Requirement 1:
Name every o'clock time of day that Manoj mentions in the account below.

Quoted text:
=-=-=-=-=

Manoj [Part 4 - English]

Texte Indien 1 | Varkala, Kerala, Mid of February 2011

Manoj:
I just came to the railway station and I asked for the ticket to Kerala. OK, and they just gave me a ticket. And the ticket was … yeah … from New Delhi to Varkala. And the train at that time this train was stopping at Varkala for the first time. It was Kerala-Express. When I came to Kerala it was the first stop for the Kerala-Express in Varkala. Normally they do not stop here. They stop in Kollam and Trivandrum. So I got a ticket for Varkala.
So when I got in the train … OK … everything was fine. Cause it’s three nights and two days I think, yeah, three nights and two days you have to do the whole journey. So next to me there was a guy, it was a nice guy, and I was joking. And it is the worst thing I always remember. I always deal with me.
What happened is: I had only not so much money with me, and so I have to like small hearing walkman at the time, so I got it from somebody one of my friend he gave it to me. And then last night when I went to sleep, the next morning we will be in Trivandrum. This train will go to Trivandrum. So when I went to sleep, this guy asked me whether he can have my walkman, because he does not sleep because he is going to get down early morning at seven o’clock. So I say: ‘No problem, call me before you go. And I will wake up at six or five o’clock, so I can collect my walkman from you’. He said ‘OK, that’s a good idea’. And I gave my walkman to him and I went to sleep. Then also I thought ‘Ah, it’s a good idea, I can give my money purse to him, it’s save with him’. And then I gave my money to him.
And when I woke up at six o’clock, five o’clock this guy is not there.
And the people told me, this guy get down in Kannur, which was four o’clock in the morning.
Then I don’t know what to do. Then people, because in this train normally who are travelling in the train are going to Delhi, they speak good Hindi at least, so it was a good thing. Then I show the ticket, I want to go to Varkala.
And they tell I were in wrong train. ‘This train will not stop in Varkala. This train never stop in Varkala, because we have been travelling in this train for a long time and we know very well this train never stop in Varkala. You have to get down in Kollam or in Trivandrum’. So some ticket, it was my mistake, of course the ticket is from Varkala. I should see. I have to believe the others at that time. The situation is like this.
OK, then I get down in Kollam. Then what to do? The next what to do in Kollam … and I looked I’m really starving … I did not eat last three days because I need to save this money because I had to find this place. So I didn’t eat for three days, but somehow I managed to drink some cold water in the railway station.
Then I came out the railway station and somehow I came to bus stand and to come to bus to Varkala.

=-=-=-=-=

Material supplied:
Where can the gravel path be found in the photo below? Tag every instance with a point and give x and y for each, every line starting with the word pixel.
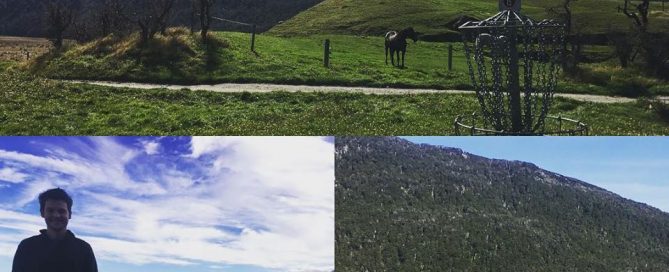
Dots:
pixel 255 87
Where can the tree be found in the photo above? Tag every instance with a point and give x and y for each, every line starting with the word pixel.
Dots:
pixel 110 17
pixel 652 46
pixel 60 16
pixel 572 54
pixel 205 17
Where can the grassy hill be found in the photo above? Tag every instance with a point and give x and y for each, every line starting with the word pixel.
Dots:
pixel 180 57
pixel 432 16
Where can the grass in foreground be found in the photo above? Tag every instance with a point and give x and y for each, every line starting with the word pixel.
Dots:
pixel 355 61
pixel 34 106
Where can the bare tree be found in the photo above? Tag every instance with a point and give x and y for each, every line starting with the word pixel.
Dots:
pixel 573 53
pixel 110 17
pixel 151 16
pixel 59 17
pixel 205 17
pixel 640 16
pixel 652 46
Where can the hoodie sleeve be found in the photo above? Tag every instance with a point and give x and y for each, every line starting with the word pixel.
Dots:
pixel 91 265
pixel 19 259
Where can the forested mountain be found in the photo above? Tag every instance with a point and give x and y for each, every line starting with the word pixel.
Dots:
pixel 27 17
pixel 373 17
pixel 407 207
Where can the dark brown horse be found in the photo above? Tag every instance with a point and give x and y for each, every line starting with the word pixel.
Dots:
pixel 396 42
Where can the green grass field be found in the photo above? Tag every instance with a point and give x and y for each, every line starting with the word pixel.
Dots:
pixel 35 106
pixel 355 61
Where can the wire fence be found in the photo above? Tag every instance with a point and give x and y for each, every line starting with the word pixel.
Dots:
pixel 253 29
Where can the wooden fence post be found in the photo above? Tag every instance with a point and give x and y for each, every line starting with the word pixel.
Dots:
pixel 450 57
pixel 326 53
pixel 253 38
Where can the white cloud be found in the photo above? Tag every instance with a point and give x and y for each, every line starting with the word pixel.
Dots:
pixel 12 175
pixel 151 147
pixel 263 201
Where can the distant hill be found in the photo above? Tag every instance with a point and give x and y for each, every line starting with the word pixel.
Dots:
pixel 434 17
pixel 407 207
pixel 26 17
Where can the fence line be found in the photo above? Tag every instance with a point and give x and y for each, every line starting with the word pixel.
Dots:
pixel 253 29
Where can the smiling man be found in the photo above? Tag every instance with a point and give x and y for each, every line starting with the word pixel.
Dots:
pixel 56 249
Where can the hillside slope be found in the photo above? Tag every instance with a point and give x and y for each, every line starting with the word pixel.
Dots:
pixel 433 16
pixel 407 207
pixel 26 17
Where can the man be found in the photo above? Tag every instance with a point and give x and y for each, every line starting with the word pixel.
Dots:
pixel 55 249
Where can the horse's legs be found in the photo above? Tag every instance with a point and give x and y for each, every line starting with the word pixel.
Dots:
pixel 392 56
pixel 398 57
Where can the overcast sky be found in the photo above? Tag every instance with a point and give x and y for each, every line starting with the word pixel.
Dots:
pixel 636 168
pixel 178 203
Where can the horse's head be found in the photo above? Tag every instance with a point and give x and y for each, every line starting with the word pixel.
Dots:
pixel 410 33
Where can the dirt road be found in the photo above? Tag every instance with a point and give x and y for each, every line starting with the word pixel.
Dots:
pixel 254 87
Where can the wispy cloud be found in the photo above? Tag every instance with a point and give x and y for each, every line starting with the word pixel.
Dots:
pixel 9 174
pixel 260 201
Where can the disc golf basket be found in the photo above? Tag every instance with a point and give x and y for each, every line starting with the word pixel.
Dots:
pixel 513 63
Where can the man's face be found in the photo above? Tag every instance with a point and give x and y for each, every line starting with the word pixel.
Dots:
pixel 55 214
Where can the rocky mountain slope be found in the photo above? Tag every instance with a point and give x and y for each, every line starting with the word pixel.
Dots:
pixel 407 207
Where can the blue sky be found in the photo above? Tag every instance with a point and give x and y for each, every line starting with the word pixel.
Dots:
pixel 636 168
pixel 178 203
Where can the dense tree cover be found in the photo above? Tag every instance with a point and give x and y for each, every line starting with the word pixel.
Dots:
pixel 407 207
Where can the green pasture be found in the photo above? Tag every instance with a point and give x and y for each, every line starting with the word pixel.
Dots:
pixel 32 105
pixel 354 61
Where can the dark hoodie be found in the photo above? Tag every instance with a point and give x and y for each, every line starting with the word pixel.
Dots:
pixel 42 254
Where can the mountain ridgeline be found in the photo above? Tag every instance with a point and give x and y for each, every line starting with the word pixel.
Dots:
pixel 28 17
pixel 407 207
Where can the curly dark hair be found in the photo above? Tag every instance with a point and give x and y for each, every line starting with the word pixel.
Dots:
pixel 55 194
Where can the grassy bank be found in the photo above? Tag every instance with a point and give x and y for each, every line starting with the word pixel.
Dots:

=-=-=-=-=

Requirement 2:
Reproduce the listing from the line with "Where can the dirt" to the line with "pixel 55 214", replacing "photo" with "image" and keeping everything else the same.

Answer 1:
seven o'clock
six o'clock
five o'clock
four o'clock

Answer 2:
Where can the dirt road be found in the image above? Tag every instance with a point and give x and y for each, every line starting with the word pixel.
Dots:
pixel 254 87
Where can the wispy cloud be found in the image above? Tag every instance with a point and give x and y for each, every line starting with the word pixel.
Dots:
pixel 9 174
pixel 260 201
Where can the disc golf basket be found in the image above? Tag every instance with a point and give x and y for each, every line starting with the word pixel.
Dots:
pixel 513 63
Where can the man's face be found in the image above? Tag every instance with a point and give x and y for each, every line starting with the word pixel.
Dots:
pixel 55 214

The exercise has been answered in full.